■ **ACTIONS TO TAKE**:
(1) From the passage on the Abilene Paradox, copy word for word the part starting at "This kind of" and ending at "against group decisions.".
(2) Translate this sentence from the passage on the Abilene Paradox into Spanish: "This kind of conflict is called the Abilene Paradox."

■ **PASSAGE SHOWN**:
As leaders, we are focused mostly on transforming conflict into positive action so that everyone can move forward together. That work is good and needed. But have you considered the conflict of everyone agreeing without question or challenge?

Conflict of Agreement

I remember meetings when project decisions moved forward without question to only be confronted after the meeting by persons who were disappointed and upset. When I asked why there were no questions for clarity or challenges to the decisions, I received answers like, “I didn’t want people to think that I was disagreeing with them,” or “I didn’t want to rock the boat.” As a leader, have you considered the conflict created when people say they agree but do not want what has been agreed upon?”  

Abilene Paradox

This kind of conflict is called the Abilene Paradox. The paradox arises when a group of people collectively decide on a course of action that is opposite to the information or research they have in front of them. It involves a common breakdown of trust and communication in which each member mistakenly believes that his or her own thoughts, feelings, or knowledge is counter to the group’s thoughts, feelings, and knowledge. People even give support for an outcome they do not want. They don’t want to “rock the boat.” They don’t want to go against group decisions. 

Leading into and through conflict means not only assisting people through disagreements but recognizing that agreements might also be a problem in unhealthy group dynamics. 

Are You Going to Abilene?

The Paradox was named by Dr. Jerry B. Harvey, professor emeritus of management science at The George Washington University in Washington, D.C. Dr. Harvey tells the story of visiting his in-laws in Coleman, Texas on a hot summer afternoon in the late 1950s. The family had gathered on the porch, staying cool by sitting in front of a fan and sipping lemonade. While playing dominoes, Harvey’s father-in-law suggested that they take a trip to Abilene for dinner. Abilene was fifty-three miles away. 

Harvey’s wife said, “Sounds like a great idea.” 

And Harvey, despite having reservations about the drive because of its length and the heat, thinking that his preferences must be out-of-step with the group said, “Sounds good to me. I just hope your mother wants to go.” 

His mother-in-law then said, “Of course I want to go. I haven’t been to Abilene in a long time.”

Going Along for the Ride

Harvey said the drive was hot, dusty, and long in an unairconditioned car. When they arrived at the cafeteria, the food was as bad as the drive. When they finally got back home four hours later, exhausted from the 106-mile round trip, Harvey dishonestly said, “It was a great trip, wasn’t it?” 

His mother-in-law said that she would have rather stayed home but went along since the other three were so enthusiastic. 

Harvey said, “I really didn’t want to go either. I only went to satisfy the rest of you.” 

His wife said, “I just went along to keep you happy. It was crazy to want to go out in the heat like that.” 

Then Harvey’s father-in-law said, “I only suggested it because I thought all of you were bored.” 

They all sit back perplexed that they together decided to take a trip that no one wanted to take. They each preferred to sit comfortably on the porch, being cooled by a fan, and eating leftovers. But not one of them said so when they thought the others wanted to go to Abilene.

■ **DATA**:
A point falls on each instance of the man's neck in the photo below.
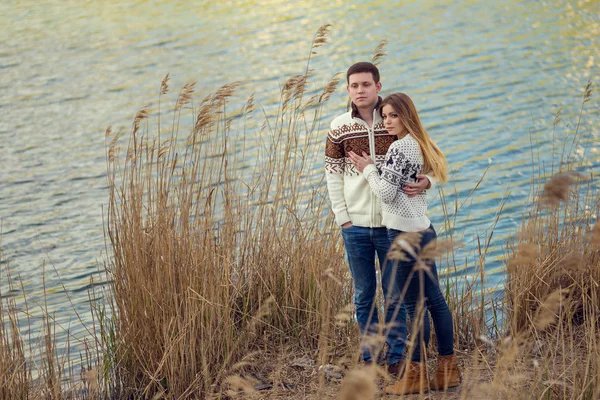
(366, 114)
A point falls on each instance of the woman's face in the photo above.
(392, 121)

■ **RESULTS FOR THE EXERCISE**:
(1)
This kind of conflict is called the Abilene Paradox. The paradox arises when a group of people collectively decide on a course of action that is opposite to the information or research they have in front of them. It involves a common breakdown of trust and communication in which each member mistakenly believes that his or her own thoughts, feelings, or knowledge is counter to the group’s thoughts, feelings, and knowledge. People even give support for an outcome they do not want. They don’t want to “rock the boat.” They don’t want to go against group decisions.

(2) Este tipo de conflicto se llama la paradoja de Abilene.